→ **AIM OF THE EXERCISE**
Put the material, from its first line through the line containing "[[1203, 442], [697, 668]]", into a Markdown table with the columns Row and Line. Number each row, and leave out any blank lines.

→ **Data lines**
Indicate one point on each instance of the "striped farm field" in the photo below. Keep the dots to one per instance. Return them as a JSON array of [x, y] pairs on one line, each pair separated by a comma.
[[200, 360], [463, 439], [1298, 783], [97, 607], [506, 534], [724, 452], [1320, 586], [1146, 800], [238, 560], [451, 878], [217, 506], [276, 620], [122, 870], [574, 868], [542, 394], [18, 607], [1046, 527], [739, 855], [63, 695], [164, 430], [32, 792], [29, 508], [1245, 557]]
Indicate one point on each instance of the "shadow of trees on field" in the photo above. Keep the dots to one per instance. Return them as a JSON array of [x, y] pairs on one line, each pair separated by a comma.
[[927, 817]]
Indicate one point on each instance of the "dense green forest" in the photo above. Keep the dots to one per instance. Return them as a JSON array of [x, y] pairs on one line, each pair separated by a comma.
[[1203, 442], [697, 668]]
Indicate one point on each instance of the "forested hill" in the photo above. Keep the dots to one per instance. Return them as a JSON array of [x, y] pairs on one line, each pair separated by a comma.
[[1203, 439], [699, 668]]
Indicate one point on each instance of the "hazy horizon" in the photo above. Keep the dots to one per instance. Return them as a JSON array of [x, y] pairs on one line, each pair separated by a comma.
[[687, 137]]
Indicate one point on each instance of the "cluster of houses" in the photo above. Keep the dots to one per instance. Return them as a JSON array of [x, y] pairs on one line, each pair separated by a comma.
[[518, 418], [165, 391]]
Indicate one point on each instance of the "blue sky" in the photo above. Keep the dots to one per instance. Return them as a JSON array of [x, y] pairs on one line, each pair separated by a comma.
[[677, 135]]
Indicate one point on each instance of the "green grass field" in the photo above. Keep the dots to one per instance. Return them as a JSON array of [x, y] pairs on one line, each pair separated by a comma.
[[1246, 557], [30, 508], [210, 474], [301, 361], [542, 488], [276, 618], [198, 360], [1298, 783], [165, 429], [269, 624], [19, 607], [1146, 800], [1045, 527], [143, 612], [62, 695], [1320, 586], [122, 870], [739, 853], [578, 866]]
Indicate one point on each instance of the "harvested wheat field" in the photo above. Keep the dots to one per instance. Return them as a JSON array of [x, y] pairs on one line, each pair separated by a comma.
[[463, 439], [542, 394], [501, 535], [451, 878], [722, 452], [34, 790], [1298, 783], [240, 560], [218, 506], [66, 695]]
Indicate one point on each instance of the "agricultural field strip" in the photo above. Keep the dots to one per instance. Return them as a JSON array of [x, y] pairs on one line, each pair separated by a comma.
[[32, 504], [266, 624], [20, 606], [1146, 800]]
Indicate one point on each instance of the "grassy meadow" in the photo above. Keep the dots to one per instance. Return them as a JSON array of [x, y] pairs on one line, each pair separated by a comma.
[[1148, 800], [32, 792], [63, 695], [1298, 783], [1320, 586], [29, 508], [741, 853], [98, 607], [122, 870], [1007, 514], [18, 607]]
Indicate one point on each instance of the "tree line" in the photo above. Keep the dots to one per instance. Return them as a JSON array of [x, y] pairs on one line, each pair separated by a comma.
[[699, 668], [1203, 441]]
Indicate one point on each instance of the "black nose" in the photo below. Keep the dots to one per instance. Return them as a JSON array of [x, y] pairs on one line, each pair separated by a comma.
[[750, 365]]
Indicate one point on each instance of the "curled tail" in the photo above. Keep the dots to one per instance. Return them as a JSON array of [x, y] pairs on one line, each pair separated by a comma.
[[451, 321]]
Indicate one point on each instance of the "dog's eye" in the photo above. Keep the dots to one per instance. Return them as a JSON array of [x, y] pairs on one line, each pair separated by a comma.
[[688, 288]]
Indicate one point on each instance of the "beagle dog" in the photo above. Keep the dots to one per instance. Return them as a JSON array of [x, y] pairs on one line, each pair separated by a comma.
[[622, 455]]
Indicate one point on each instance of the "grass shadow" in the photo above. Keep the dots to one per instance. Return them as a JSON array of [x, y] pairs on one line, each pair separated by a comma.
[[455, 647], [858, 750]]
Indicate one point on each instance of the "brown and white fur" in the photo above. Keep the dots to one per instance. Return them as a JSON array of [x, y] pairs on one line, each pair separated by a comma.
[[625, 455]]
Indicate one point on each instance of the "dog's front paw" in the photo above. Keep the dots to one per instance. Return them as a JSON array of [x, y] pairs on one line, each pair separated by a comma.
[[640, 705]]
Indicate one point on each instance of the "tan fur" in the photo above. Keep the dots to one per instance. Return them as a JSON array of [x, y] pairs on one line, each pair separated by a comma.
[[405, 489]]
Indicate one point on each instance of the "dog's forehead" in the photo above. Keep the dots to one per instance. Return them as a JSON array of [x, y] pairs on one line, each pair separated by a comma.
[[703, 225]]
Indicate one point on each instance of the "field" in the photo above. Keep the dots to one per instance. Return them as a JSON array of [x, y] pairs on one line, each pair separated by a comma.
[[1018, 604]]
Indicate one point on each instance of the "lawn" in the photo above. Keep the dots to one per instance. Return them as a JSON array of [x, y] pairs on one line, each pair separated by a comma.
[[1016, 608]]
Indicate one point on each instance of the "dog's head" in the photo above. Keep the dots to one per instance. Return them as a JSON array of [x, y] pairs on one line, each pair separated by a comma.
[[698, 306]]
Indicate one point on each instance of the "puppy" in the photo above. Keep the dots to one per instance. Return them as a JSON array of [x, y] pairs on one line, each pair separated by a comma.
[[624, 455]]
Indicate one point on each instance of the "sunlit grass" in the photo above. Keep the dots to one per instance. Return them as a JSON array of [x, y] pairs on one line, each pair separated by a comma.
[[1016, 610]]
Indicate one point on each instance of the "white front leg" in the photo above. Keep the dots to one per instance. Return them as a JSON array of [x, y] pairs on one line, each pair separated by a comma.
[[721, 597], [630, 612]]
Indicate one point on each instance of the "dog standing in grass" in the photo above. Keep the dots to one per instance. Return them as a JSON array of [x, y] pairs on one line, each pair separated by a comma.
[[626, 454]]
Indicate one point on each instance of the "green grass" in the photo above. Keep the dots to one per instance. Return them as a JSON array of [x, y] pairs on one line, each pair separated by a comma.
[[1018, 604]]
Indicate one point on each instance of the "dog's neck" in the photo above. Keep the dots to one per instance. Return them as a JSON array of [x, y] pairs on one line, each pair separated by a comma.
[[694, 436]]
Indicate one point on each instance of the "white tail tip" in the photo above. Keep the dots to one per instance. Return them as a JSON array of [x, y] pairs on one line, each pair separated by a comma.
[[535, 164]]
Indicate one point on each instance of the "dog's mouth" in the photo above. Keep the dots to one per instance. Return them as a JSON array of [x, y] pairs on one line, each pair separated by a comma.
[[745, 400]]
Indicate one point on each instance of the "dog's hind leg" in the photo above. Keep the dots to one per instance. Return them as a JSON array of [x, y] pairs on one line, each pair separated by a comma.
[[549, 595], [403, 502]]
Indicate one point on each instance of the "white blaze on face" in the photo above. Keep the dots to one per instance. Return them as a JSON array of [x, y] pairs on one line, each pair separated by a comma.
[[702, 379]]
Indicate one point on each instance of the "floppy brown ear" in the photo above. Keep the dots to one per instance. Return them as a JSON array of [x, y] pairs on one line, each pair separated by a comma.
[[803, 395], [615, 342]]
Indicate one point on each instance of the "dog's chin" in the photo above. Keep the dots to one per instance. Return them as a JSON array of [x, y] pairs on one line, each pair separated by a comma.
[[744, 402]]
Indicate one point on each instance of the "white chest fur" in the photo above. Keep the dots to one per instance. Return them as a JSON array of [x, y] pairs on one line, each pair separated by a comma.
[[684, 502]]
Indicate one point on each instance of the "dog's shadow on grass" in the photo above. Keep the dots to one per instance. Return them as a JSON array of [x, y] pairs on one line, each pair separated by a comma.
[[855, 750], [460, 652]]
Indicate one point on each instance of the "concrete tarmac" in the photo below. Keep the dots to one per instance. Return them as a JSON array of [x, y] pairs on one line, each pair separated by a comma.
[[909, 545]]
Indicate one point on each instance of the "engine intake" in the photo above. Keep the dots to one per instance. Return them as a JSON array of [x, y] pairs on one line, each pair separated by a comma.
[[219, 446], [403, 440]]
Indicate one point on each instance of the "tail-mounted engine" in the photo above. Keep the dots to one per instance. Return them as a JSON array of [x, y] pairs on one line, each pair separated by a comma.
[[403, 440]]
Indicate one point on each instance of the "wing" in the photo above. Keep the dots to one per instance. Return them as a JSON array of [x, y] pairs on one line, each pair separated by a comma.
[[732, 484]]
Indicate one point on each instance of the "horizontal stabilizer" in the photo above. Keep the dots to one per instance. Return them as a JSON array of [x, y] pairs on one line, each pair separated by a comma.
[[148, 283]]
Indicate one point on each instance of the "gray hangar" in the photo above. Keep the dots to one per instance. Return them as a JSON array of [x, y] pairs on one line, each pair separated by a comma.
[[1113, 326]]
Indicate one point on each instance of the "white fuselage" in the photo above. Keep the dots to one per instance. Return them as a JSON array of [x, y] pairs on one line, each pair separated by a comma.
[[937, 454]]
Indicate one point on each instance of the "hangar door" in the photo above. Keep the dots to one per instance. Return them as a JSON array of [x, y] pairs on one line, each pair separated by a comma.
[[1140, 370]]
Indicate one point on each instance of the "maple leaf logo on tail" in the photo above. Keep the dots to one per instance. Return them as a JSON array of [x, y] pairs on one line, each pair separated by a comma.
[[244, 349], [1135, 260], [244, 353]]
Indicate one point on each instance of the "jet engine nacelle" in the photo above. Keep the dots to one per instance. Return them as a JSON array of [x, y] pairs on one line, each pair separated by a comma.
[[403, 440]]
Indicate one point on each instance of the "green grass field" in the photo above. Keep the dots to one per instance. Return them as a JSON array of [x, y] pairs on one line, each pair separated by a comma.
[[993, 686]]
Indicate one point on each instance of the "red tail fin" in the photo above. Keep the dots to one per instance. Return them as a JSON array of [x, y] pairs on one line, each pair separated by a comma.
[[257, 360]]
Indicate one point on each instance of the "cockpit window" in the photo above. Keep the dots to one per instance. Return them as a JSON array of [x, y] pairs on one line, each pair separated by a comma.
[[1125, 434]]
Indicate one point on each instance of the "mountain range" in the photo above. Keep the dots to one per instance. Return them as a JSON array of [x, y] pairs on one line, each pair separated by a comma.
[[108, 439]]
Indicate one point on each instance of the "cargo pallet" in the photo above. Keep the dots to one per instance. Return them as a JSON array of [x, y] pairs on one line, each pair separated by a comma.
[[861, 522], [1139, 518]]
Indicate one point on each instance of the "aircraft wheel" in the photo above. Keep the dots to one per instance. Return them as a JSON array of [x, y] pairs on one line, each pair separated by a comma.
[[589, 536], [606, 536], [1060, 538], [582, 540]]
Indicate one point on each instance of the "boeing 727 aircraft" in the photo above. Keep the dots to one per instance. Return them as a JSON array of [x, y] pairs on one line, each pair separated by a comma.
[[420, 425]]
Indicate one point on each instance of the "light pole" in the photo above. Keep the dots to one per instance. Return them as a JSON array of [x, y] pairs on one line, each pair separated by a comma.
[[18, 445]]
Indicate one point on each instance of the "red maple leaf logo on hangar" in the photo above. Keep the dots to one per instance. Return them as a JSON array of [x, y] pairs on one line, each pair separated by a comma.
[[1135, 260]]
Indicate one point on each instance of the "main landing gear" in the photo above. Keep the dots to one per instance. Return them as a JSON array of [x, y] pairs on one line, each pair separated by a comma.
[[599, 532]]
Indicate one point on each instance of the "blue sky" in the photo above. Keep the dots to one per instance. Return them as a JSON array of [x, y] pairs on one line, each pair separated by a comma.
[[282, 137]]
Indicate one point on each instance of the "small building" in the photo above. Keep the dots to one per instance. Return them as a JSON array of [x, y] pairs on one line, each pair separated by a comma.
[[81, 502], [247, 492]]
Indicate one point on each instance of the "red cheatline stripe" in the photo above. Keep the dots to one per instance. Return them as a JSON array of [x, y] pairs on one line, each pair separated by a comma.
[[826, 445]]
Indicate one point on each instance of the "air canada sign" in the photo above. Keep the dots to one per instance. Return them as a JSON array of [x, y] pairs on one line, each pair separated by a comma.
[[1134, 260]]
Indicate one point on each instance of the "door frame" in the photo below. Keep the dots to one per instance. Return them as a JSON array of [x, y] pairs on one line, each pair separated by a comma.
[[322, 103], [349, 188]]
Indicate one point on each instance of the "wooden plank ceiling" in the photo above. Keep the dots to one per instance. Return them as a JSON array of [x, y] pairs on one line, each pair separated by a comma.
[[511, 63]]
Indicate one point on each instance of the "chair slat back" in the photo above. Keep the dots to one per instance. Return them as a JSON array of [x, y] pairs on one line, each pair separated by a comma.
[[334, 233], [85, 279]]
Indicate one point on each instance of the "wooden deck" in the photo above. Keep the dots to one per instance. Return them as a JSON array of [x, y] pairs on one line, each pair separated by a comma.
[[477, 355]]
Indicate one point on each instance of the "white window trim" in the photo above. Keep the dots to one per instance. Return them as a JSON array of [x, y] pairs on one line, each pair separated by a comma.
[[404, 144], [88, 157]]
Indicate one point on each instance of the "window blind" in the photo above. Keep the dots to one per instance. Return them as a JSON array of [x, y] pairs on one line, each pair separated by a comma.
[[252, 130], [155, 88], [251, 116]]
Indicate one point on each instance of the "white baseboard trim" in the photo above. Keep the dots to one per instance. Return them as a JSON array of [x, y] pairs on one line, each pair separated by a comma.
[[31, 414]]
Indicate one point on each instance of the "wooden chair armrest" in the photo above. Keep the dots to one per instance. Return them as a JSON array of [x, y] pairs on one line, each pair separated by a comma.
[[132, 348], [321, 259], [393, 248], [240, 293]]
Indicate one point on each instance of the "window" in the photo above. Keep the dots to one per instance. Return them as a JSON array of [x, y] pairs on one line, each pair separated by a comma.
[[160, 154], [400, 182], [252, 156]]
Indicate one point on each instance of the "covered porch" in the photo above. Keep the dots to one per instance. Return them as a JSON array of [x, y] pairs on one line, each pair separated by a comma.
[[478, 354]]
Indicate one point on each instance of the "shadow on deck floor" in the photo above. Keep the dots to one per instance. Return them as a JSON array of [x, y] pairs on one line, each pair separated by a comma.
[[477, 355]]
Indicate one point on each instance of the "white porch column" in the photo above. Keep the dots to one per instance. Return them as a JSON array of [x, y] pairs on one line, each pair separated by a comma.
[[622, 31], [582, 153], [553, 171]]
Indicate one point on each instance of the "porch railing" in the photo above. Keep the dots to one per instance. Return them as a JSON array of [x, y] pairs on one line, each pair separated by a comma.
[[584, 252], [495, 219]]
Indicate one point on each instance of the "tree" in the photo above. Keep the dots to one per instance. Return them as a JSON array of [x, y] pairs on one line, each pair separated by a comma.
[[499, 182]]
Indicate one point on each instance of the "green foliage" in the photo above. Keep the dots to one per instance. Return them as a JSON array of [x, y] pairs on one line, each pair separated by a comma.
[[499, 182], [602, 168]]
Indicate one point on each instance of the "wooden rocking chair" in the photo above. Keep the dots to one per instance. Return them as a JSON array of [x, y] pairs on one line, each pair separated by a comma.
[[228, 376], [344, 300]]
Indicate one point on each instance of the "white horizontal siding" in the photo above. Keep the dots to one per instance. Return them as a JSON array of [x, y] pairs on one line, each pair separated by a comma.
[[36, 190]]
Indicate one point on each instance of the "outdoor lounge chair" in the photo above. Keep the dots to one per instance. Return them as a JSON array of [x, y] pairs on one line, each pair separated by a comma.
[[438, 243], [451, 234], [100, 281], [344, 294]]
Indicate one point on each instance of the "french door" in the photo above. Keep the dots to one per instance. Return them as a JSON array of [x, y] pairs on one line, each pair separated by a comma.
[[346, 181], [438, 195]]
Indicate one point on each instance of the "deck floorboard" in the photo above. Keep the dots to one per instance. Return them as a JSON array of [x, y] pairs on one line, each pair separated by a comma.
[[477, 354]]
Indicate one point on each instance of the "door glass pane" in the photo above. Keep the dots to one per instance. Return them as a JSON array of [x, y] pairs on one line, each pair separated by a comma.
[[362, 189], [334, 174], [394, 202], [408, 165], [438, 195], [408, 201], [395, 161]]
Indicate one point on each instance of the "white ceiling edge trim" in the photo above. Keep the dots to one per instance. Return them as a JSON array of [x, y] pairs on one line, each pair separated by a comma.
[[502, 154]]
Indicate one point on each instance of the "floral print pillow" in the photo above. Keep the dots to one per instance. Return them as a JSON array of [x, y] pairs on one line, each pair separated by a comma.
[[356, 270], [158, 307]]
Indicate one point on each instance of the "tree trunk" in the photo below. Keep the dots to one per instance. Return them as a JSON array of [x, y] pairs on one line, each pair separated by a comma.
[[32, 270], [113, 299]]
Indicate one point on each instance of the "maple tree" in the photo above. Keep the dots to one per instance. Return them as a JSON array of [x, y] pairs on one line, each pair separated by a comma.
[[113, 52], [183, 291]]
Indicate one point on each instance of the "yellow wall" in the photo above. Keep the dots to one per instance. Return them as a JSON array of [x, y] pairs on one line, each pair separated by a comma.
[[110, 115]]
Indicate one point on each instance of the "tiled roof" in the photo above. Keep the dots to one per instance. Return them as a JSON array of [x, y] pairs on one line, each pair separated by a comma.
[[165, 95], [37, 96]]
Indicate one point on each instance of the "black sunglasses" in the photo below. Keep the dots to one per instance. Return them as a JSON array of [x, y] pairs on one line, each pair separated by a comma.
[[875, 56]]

→ **COMPLETED TASK**
| Row | Line |
|---|---|
| 1 | Indicate one point on each instance of the "striped farm field" in the photo below. Keep the dots to one per instance. Return them as a JSON array of [x, y] pairs on one line, each pair separated by a comma. |
| 2 | [[200, 360], [463, 439], [1298, 783], [97, 607], [506, 534], [724, 452], [1320, 586], [1146, 800], [238, 560], [451, 878], [217, 506], [276, 620], [122, 870], [574, 868], [542, 394], [18, 607], [1046, 527], [739, 855], [63, 695], [164, 430], [32, 792], [29, 508], [1245, 557]] |
| 3 | Indicate one point on each instance of the "shadow of trees on field" in the photo above. Keep the dots to one per instance. Return them as a JSON array of [x, y] pairs on one line, each pair separated by a comma. |
| 4 | [[927, 817]] |
| 5 | Indicate one point on each instance of the "dense green forest" in the photo above. Keep the dots to one per instance. Return them as a JSON array of [x, y] pairs on one line, each pair separated by a comma. |
| 6 | [[1203, 442], [697, 668]] |